The task – In the article about the grandmothers' march in Durban, what monthly amount did Darlina Tiyawana say grandmothers should demand for their allowance for looking after orphaned children?

#AIDS2016: March of the gogos
About 1 500 grandmothers marched to Durban’s Inkosi Albert Luthuli International Convention Centre to demand greater recognition of their plight in the fight against Aids.
|||Durban – About 1 500 grandmothers marched to Durban’s Inkosi Albert Luthuli International Convention Centre on Saturday to demand greater recognition of their plight and the role that they play in the fight against the HIV and Aids pandemic.
The march of the gogos (grandmothers in Zulu) was the culmination of a two-day conference held ahead of the 2016 World Aids conference which starts in the city on Monday.
The colourful march headed from Durban’s beachfront to the convention centre where the marchers, one of whom was 86-years-old, were addressed by Joint United Nations Programme on HIV and Aids (UNAIDS) executive director Michel Sidibé and former United Nations Special Envoy for HIV and Aids in Africa Steven Lewis.
Darlina Tiyawana, one of the organisers of the grandmothers gathering that took place on Thursday and Friday, told the marchers that grandmothers should demand an increase to R3000 a month in the allowance they received for looking after children orphaned by the disease.
The march saw the gogos holding up banners reading “I care, Do you?”, “Slaan Ouma, Slaan die wereld (Afrikaans for Strike a grandmother, strike the world), and “Khuluma Gogo” (Zulu for Speak out granny).
Some danced while others sang in the festive atmosphere as police ensured that traffic was diverted and kept away from the march.
“Today we come to insist that we receive increased support and to have our expertise counted,” said Tiyawana, a 63-year-old grandmother to six grandchildren of her own and who is also taking care of her sister’s children. She thanked the government for providing grants but said approval for grants to assist grandmothers was taking far too long to process.
“To see these measures put in place to protect our rights gave us hope that our burden would be less heavy. But they are not working. When it can take years for a foster grant to be processed, when grandmothers have to travel long distances to visit government offices who turn them away again and again. When pensions are hopelessly inadequate and don’t start until 60, then we are dealing with a system that is in desperate need of change,” she said.
According to organisers of the march, it is estimated that some two million children in South Africa have been orphaned by HIV/Aids, with grandmothers bearing the brunt of raising those children.
Sidibé said grandmothers played a critical role in the fight against the disease and without them many children would not make it to adulthood.
Lewis said he was inspired by the grandmothers. “These are remarkable women who are keeping society alive,” he said.

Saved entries
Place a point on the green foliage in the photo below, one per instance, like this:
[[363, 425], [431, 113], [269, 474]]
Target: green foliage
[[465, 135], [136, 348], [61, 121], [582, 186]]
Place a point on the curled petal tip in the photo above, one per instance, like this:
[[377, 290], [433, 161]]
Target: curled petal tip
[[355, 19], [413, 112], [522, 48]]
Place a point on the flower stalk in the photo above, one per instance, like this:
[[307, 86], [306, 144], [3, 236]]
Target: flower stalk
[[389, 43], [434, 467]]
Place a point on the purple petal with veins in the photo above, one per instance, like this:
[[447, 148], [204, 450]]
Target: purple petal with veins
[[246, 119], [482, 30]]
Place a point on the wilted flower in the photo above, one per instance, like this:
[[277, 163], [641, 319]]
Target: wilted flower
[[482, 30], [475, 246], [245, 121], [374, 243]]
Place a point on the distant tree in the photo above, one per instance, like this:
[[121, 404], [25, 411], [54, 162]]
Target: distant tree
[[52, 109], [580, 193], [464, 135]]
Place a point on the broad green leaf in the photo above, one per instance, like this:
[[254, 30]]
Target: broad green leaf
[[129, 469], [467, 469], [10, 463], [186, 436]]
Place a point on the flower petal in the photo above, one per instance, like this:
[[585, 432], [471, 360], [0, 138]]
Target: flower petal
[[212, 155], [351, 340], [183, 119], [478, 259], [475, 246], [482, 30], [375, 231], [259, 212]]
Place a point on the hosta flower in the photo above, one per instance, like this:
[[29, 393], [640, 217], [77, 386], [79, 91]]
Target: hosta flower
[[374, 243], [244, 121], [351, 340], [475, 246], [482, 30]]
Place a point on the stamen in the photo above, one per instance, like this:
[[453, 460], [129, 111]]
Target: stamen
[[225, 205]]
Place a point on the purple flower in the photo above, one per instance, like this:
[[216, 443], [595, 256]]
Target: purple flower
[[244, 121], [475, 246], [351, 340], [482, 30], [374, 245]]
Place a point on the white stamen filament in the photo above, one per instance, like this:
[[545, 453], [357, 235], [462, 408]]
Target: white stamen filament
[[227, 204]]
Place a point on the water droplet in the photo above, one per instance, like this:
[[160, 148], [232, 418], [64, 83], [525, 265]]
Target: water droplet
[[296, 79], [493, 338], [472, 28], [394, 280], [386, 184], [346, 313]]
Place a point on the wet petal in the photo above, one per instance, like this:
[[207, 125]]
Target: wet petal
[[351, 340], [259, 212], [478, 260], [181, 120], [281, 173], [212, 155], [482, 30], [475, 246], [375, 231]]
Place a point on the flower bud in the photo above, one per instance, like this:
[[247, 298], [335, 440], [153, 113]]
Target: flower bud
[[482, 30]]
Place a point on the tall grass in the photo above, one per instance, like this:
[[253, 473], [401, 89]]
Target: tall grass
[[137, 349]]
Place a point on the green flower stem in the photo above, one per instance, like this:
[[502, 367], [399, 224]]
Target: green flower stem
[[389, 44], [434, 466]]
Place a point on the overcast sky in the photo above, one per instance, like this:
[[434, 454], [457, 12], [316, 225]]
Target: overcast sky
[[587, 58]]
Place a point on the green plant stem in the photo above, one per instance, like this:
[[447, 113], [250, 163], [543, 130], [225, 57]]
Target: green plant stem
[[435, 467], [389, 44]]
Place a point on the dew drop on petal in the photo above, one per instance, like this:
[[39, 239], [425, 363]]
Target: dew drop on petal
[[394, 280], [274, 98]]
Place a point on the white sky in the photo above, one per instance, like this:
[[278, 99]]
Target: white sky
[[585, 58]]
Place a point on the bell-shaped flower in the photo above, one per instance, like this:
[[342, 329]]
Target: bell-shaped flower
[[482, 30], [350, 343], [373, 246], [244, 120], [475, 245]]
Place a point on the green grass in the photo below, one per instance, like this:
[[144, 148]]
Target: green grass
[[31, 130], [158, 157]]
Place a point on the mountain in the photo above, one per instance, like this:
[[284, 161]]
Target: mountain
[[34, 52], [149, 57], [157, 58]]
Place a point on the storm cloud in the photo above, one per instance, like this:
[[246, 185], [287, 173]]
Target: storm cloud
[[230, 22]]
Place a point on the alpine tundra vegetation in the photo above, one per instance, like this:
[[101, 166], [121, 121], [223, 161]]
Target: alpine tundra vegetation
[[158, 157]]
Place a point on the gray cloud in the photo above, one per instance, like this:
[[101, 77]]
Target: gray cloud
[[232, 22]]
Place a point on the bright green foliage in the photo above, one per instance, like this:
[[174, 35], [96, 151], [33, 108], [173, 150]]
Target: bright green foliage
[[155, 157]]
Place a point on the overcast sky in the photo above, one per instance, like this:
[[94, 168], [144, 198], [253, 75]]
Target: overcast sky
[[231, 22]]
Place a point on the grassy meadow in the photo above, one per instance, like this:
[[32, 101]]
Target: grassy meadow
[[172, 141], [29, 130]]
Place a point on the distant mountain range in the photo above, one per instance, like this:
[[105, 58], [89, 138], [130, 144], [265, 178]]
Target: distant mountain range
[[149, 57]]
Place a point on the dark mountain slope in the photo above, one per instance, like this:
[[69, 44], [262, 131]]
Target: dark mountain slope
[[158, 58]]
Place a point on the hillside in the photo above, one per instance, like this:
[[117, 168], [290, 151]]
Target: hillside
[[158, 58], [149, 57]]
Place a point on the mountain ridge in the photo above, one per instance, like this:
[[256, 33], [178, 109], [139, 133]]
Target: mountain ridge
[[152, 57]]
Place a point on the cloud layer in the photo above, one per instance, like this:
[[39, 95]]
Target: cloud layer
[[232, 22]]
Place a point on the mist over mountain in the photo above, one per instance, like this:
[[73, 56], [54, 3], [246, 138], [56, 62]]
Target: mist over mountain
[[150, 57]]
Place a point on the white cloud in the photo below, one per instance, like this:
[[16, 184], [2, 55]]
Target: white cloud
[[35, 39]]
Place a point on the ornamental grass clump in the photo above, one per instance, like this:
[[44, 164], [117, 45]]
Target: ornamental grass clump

Result below – She said they should demand an increase to R3000 a month.